Set exercise: Exactly as they appear, output all of the entries.

Material:
+++
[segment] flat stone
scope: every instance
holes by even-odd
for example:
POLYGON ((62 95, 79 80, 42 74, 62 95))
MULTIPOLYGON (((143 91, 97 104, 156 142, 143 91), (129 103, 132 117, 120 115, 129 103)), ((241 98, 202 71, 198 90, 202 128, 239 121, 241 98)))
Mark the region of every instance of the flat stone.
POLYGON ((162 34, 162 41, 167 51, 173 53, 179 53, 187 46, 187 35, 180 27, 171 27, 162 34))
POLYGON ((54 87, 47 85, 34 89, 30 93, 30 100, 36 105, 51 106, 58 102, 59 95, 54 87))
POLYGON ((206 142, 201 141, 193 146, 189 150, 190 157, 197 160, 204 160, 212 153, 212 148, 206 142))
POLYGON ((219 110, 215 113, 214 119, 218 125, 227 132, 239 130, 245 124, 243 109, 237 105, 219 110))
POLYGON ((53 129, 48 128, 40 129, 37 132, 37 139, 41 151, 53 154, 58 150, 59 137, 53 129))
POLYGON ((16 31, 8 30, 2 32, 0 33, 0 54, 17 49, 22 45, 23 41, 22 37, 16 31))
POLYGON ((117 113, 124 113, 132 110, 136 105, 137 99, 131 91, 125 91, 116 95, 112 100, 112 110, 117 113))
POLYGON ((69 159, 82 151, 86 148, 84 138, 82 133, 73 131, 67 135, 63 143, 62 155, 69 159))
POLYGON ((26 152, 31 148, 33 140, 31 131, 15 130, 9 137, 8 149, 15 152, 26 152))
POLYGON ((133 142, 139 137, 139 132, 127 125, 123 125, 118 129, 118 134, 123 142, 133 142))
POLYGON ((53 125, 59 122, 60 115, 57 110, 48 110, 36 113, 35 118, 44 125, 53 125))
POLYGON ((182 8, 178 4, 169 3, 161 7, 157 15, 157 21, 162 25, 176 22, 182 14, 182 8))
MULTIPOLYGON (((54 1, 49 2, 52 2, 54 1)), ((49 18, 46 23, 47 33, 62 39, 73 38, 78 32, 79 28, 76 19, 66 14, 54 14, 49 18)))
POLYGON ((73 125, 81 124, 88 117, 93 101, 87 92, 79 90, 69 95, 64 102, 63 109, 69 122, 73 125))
+++
Output of the task:
[segment] flat stone
scope: every instance
holes by even-odd
for example:
POLYGON ((62 95, 79 80, 42 74, 62 95))
MULTIPOLYGON (((143 91, 97 104, 156 142, 143 91), (129 103, 132 117, 120 115, 129 103)), ((241 98, 202 71, 198 90, 202 128, 239 121, 241 98)))
Mark the region of every instance of the flat stone.
POLYGON ((162 34, 162 41, 167 51, 173 53, 179 53, 187 46, 187 35, 180 27, 171 27, 162 34))
POLYGON ((54 87, 47 85, 34 89, 30 93, 30 100, 36 105, 51 106, 58 102, 59 95, 54 87))
POLYGON ((206 142, 201 141, 193 146, 189 150, 190 157, 197 160, 204 160, 212 153, 212 148, 206 142))
POLYGON ((219 110, 215 113, 214 119, 218 125, 227 132, 239 130, 245 124, 243 109, 237 105, 219 110))
POLYGON ((53 129, 48 128, 40 129, 37 132, 37 139, 41 151, 53 154, 58 150, 59 137, 53 129))
POLYGON ((16 31, 8 30, 2 32, 0 33, 0 54, 17 49, 22 45, 23 41, 22 37, 16 31))
POLYGON ((117 113, 124 113, 132 110, 136 105, 137 99, 131 91, 125 91, 116 95, 112 100, 112 110, 117 113))
POLYGON ((69 159, 82 151, 86 148, 84 138, 82 133, 73 131, 67 135, 63 143, 62 155, 69 159))
POLYGON ((26 152, 31 148, 33 140, 31 131, 15 130, 9 137, 8 149, 15 152, 26 152))
POLYGON ((133 142, 139 137, 139 132, 127 125, 123 125, 118 129, 118 134, 123 142, 133 142))
POLYGON ((53 125, 59 122, 60 115, 57 110, 48 110, 36 113, 35 118, 44 125, 53 125))
POLYGON ((182 8, 178 4, 169 3, 161 7, 157 15, 157 21, 162 25, 176 22, 182 14, 182 8))
MULTIPOLYGON (((54 1, 49 2, 52 2, 54 1)), ((49 18, 46 23, 47 33, 62 39, 73 38, 78 32, 79 28, 76 19, 66 14, 54 14, 49 18)))
POLYGON ((73 125, 81 124, 88 117, 93 101, 87 92, 79 90, 69 95, 64 102, 63 109, 69 122, 73 125))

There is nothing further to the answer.